**About this exercise:** If a line in the listing includes the word "windmill", copy it out.
--------------------------------------------------
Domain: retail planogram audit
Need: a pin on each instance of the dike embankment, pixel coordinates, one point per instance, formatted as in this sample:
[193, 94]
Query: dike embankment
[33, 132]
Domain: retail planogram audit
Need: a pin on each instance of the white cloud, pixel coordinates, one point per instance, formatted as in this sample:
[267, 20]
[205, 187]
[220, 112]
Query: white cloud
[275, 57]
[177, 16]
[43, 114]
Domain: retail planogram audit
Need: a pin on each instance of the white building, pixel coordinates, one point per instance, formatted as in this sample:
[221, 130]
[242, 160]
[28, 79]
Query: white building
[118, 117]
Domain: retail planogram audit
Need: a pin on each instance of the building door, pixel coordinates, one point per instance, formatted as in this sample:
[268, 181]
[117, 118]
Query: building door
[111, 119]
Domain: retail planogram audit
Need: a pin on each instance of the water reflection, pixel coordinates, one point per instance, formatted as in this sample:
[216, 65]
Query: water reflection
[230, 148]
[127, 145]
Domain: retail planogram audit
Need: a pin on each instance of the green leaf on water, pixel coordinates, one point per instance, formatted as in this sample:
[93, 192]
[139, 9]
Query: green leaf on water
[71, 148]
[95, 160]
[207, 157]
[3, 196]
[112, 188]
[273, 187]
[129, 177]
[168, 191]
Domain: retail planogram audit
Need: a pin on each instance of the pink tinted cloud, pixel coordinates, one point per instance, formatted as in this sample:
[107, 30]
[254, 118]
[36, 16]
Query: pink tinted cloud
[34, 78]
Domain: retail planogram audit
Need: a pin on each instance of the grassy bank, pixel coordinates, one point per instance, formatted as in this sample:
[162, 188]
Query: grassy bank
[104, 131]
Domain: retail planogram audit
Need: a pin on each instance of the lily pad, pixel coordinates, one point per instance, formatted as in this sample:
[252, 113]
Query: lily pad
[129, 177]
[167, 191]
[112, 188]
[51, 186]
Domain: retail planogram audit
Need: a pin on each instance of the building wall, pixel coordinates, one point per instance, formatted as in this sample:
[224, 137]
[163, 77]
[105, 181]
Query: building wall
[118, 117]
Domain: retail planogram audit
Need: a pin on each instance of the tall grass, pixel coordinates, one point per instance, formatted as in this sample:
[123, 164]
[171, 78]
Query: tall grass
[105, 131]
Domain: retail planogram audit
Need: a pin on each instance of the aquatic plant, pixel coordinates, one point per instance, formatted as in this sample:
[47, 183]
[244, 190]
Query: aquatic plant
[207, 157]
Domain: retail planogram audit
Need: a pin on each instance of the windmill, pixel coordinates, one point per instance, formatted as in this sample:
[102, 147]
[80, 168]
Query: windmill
--------------------------------------------------
**Result below:**
Need: a pin on each instance of the windmill, pixel coordinates, one point per instance, formatted as in this sample:
Query: windmill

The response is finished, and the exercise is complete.